PROBLEM REQUIREMENTS → Render the stretch of items from the line containing "Detect each scoop" through the line containing "514 420 733 531" as a two-column CSV with the header item_text,answer, one row per item. Put each item's text and its answer in a single quoted field apiece, replacing line breaks with spaces.

RECORDS FOR THIS EXERCISE →
+===+
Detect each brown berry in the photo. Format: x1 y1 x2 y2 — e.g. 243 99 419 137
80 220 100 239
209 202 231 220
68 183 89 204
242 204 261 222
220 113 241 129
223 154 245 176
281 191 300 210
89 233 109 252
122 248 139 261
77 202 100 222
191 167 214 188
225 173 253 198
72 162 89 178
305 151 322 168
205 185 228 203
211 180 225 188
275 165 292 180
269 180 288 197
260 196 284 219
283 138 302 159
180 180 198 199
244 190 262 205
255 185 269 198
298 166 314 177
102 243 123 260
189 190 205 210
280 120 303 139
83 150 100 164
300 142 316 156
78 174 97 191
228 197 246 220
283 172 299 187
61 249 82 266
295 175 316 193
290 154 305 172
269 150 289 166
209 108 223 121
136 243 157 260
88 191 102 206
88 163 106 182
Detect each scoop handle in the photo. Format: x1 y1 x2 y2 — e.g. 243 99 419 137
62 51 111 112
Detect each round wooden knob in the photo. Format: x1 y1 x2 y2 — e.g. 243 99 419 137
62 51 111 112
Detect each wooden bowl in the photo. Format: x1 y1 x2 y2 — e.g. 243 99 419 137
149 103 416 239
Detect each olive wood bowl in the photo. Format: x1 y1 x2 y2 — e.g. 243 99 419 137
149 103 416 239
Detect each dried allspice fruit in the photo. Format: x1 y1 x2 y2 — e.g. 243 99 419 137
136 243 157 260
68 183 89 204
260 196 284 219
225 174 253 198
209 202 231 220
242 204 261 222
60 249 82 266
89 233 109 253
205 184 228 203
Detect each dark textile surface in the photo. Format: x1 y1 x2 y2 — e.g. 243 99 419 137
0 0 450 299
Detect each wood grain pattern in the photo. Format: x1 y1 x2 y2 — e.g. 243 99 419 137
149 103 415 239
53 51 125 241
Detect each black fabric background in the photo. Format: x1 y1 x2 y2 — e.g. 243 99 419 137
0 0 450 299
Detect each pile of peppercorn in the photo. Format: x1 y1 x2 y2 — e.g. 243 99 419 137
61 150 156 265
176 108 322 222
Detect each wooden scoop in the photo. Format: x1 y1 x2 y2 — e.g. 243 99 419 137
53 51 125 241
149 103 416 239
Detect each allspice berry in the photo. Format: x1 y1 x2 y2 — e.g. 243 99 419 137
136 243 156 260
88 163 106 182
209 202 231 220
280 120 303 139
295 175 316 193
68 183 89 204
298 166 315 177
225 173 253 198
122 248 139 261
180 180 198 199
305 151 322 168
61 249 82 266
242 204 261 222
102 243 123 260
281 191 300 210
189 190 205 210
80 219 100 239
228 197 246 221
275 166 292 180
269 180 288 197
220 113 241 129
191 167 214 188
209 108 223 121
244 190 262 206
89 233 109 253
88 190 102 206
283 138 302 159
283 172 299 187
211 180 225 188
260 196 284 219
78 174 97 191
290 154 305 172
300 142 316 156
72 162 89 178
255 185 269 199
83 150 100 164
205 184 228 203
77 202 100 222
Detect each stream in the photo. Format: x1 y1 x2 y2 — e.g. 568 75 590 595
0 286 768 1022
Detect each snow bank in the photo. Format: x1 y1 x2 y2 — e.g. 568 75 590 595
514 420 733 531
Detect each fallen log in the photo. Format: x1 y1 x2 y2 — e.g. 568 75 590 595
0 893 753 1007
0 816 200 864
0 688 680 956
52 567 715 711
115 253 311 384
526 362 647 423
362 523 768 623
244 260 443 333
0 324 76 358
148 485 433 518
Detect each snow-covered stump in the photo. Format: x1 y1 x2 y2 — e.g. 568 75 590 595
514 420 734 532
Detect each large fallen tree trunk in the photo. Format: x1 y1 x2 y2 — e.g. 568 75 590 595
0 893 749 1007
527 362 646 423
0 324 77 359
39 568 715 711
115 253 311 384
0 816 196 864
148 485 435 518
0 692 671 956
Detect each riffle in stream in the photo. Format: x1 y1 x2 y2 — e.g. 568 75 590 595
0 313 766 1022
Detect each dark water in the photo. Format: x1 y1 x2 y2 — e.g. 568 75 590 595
+===+
THE REPLY →
item_text,answer
"Detect each scoop handle in the photo. Format: x1 y1 x2 y2 — e.g. 243 99 419 137","62 51 111 112"
"Detect each round wooden knob in the photo. Format: x1 y1 x2 y2 — e.g. 243 99 419 137","62 51 111 112"
"Detect each wooden bowl in the photo. Format: x1 y1 x2 y2 — e.g. 243 99 419 137","149 103 416 239"
"Detect each olive wood bowl in the photo. Format: x1 y1 x2 y2 — e.g. 243 99 419 137","149 103 416 239"
"Detect each dried allspice fruit in the photo. Format: x1 y1 x2 y2 — e.g. 243 99 419 137","136 243 157 260 68 183 89 204 260 196 284 219 225 174 253 198 209 202 231 220 242 204 261 222 60 249 82 266 89 233 109 253 205 184 228 203"
"Detect each dark textile surface in the photo. Format: x1 y1 x2 y2 — e.g. 243 99 419 137","0 0 450 299"
"Detect each wood grain pattern in the photo. Format: x1 y1 x2 y2 — e.g. 243 99 419 137","149 103 415 239 53 51 125 241"
"Detect each black fabric background in the photo. Format: x1 y1 x2 y2 — e.g. 243 99 419 137","0 0 450 299"
"Detect each pile of peppercorn in the photo. Format: x1 y1 x2 y2 — e.g. 243 99 419 137","61 150 156 265 176 108 322 222"
"Detect each wooden scoop in the photo. Format: x1 y1 x2 y2 — e.g. 243 99 419 137","53 51 125 241 149 103 416 239"
"Detect each allspice berry in the photo. Format: x1 y1 x2 y2 — e.g. 243 99 419 137","136 243 156 260 88 163 106 182 209 202 231 220 280 120 303 139 295 175 316 193 68 183 89 204 298 166 315 177 225 173 253 198 122 248 139 261 180 180 198 199 305 151 322 168 61 249 82 266 242 204 261 222 102 243 123 260 281 191 300 210 189 190 205 210 80 219 100 239 228 197 246 221 275 166 292 180 269 180 288 197 220 113 241 129 191 167 214 188 209 108 223 121 244 190 262 206 89 233 109 253 88 190 102 206 283 138 302 159 283 172 299 187 211 180 225 188 260 196 284 219 78 174 97 191 290 154 305 172 300 142 316 156 72 162 89 178 255 185 269 199 83 150 100 164 205 184 228 203 77 202 100 222"
"Detect each stream in the photo. Format: x1 y1 x2 y2 — e.g. 568 75 590 595","0 286 768 1022"
"Detect each snow bank in the photo. Format: x1 y1 x2 y2 — e.g. 568 75 590 595","514 420 733 531"